Segmentation mask data

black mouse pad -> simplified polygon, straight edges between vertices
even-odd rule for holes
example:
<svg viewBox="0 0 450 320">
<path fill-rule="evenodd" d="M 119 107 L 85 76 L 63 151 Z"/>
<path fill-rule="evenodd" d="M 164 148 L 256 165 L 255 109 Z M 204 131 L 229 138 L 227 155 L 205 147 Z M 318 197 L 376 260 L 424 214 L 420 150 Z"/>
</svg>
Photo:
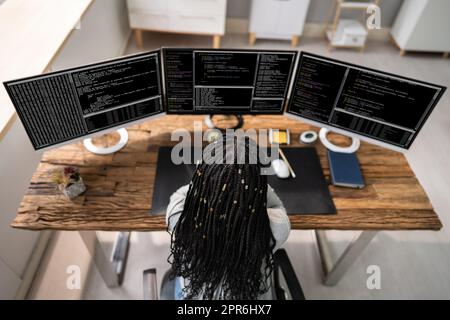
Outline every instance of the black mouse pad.
<svg viewBox="0 0 450 320">
<path fill-rule="evenodd" d="M 283 148 L 296 178 L 269 176 L 288 214 L 335 214 L 336 207 L 315 148 Z"/>
<path fill-rule="evenodd" d="M 151 215 L 164 215 L 169 198 L 188 184 L 195 165 L 176 165 L 171 160 L 172 147 L 160 147 L 156 166 Z M 269 176 L 268 182 L 283 202 L 288 214 L 335 214 L 336 207 L 328 190 L 315 148 L 284 148 L 296 178 Z M 195 163 L 195 161 L 194 161 Z"/>
</svg>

Task item: Set down every entry word for word, but omit the pictures.

Solution to this exercise:
black mouse pad -> simplified polygon, straight edges between vertices
even-odd rule for holes
example:
<svg viewBox="0 0 450 320">
<path fill-rule="evenodd" d="M 119 107 L 85 76 L 63 151 Z"/>
<path fill-rule="evenodd" d="M 164 148 L 256 165 L 255 109 Z M 204 131 L 229 138 L 227 155 L 205 147 Z M 318 197 L 376 260 L 424 214 L 420 150 Z"/>
</svg>
Photo:
Outline every instance of the black mouse pad.
<svg viewBox="0 0 450 320">
<path fill-rule="evenodd" d="M 283 148 L 296 178 L 269 176 L 288 214 L 335 214 L 336 207 L 315 148 Z"/>
<path fill-rule="evenodd" d="M 151 215 L 164 215 L 169 198 L 188 184 L 195 165 L 176 165 L 171 160 L 172 147 L 160 147 L 156 166 Z M 269 176 L 268 182 L 283 202 L 288 214 L 335 214 L 336 207 L 328 190 L 315 148 L 284 148 L 296 178 Z M 195 163 L 195 161 L 194 161 Z"/>
</svg>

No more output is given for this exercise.